*WORKING DATA*.
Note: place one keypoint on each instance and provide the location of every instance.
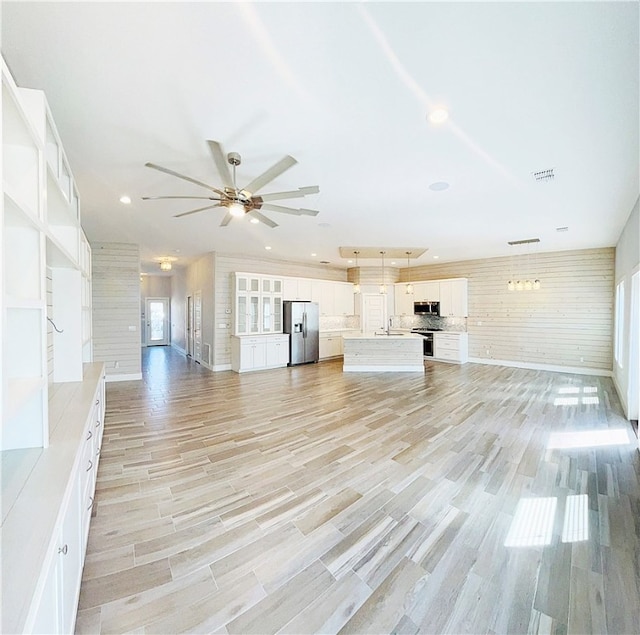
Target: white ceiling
(345, 88)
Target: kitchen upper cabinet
(453, 298)
(403, 300)
(257, 304)
(426, 291)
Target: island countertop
(367, 352)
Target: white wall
(116, 309)
(627, 262)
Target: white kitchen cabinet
(426, 291)
(46, 525)
(259, 352)
(403, 300)
(257, 302)
(330, 345)
(451, 347)
(453, 298)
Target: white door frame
(189, 326)
(366, 298)
(166, 339)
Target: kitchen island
(397, 352)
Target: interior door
(157, 312)
(189, 326)
(197, 326)
(374, 311)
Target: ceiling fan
(241, 201)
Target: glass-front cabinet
(257, 304)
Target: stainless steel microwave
(426, 308)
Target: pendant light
(409, 289)
(383, 286)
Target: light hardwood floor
(305, 500)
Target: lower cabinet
(45, 533)
(330, 346)
(259, 352)
(451, 347)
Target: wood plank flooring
(305, 500)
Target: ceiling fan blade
(183, 177)
(262, 218)
(268, 176)
(194, 211)
(221, 163)
(301, 191)
(204, 198)
(290, 210)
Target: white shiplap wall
(116, 308)
(567, 323)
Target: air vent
(543, 175)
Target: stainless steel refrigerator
(301, 322)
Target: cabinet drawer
(451, 354)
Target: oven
(427, 341)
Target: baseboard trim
(574, 370)
(128, 377)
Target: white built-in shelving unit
(51, 395)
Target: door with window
(157, 312)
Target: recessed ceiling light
(438, 115)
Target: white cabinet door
(403, 300)
(426, 291)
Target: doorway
(189, 326)
(374, 311)
(157, 312)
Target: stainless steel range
(427, 336)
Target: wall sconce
(527, 284)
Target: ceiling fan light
(236, 209)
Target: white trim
(383, 369)
(179, 349)
(575, 370)
(129, 377)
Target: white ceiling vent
(543, 175)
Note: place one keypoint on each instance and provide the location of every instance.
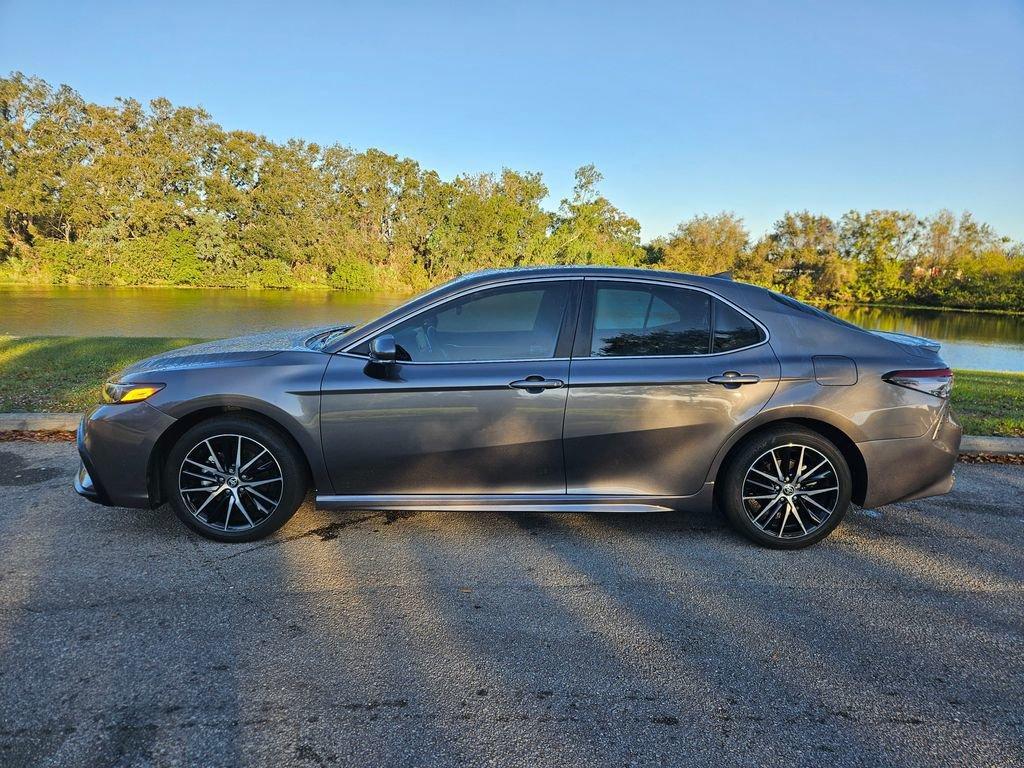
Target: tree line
(162, 195)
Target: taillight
(938, 382)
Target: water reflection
(969, 339)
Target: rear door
(474, 408)
(660, 376)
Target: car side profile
(582, 389)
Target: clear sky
(751, 107)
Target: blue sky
(751, 107)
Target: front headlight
(114, 392)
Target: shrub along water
(127, 195)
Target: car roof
(581, 270)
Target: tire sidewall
(292, 467)
(731, 495)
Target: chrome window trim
(453, 297)
(685, 287)
(561, 279)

*WHAT THE TASK ASKS*. Could you rewrite all the records above as a JSON list of strings, with one string per line and blank lines left out? Don't include the pictures.

*COMPLETE ANSWER*.
[
  "Note: place one keypoint on each instance and provide the location of every instance.",
  "Target: white ceiling",
  "(345, 88)",
  "Target: kitchen upper cabinet",
  "(453, 298)",
  "(403, 300)",
  "(257, 304)",
  "(426, 291)",
  "Target: island countertop",
  "(367, 352)",
  "Target: white wall",
  "(116, 309)",
  "(627, 262)",
  "Target: white kitchen cabinet",
  "(426, 291)",
  "(46, 525)",
  "(259, 352)",
  "(403, 300)",
  "(257, 302)",
  "(330, 345)",
  "(451, 347)",
  "(453, 298)",
  "Target: white door frame",
  "(189, 326)",
  "(366, 298)",
  "(166, 339)",
  "Target: kitchen island",
  "(397, 352)",
  "Target: interior door",
  "(157, 312)",
  "(189, 326)",
  "(197, 326)",
  "(374, 311)",
  "Target: ceiling fan",
  "(241, 201)",
  "Target: glass-front cabinet",
  "(257, 304)",
  "Target: stainless steel microwave",
  "(426, 308)",
  "Target: pendant light",
  "(409, 289)",
  "(383, 286)",
  "Target: light hardwood floor",
  "(305, 500)",
  "Target: lower cabinet",
  "(45, 533)",
  "(330, 346)",
  "(259, 352)",
  "(451, 347)",
  "Target: wood plank flooring",
  "(305, 500)",
  "Target: ceiling fan blade",
  "(183, 177)",
  "(262, 218)",
  "(268, 176)",
  "(194, 211)",
  "(221, 163)",
  "(301, 191)",
  "(204, 198)",
  "(290, 210)",
  "Target: white shiplap wall",
  "(116, 308)",
  "(567, 323)",
  "Target: air vent",
  "(543, 175)",
  "Target: stainless steel refrigerator",
  "(301, 322)",
  "Target: cabinet drawer",
  "(451, 354)",
  "Target: oven",
  "(427, 341)",
  "Target: baseboard trim",
  "(574, 370)",
  "(128, 377)",
  "Target: white built-in shelving unit",
  "(51, 395)",
  "Target: door with window",
  "(157, 312)",
  "Target: recessed ceiling light",
  "(438, 115)",
  "Target: white cabinet door",
  "(403, 300)",
  "(426, 291)",
  "Target: doorway",
  "(189, 326)",
  "(374, 311)",
  "(157, 312)",
  "Target: stainless steel range",
  "(427, 336)",
  "Target: wall sconce",
  "(527, 284)",
  "Target: ceiling fan light",
  "(236, 209)",
  "Target: white trim",
  "(383, 369)",
  "(179, 349)",
  "(575, 370)",
  "(129, 377)",
  "Target: white ceiling vent",
  "(543, 175)",
  "Note: place one keypoint on each instance and provide the location of every instance.",
  "Target: tree line",
  "(162, 195)",
  "Target: taillight",
  "(938, 382)",
  "Target: water reflection",
  "(969, 339)",
  "Target: rear door",
  "(474, 408)",
  "(660, 376)",
  "Target: car side profile",
  "(582, 389)",
  "Target: clear sky",
  "(751, 107)",
  "Target: blue sky",
  "(751, 107)",
  "Target: front headlight",
  "(114, 392)",
  "Target: shrub along water",
  "(127, 195)",
  "Target: car roof",
  "(581, 270)",
  "Target: tire sidewall",
  "(292, 467)",
  "(731, 495)",
  "Target: chrome window trim",
  "(453, 297)",
  "(685, 287)",
  "(561, 279)"
]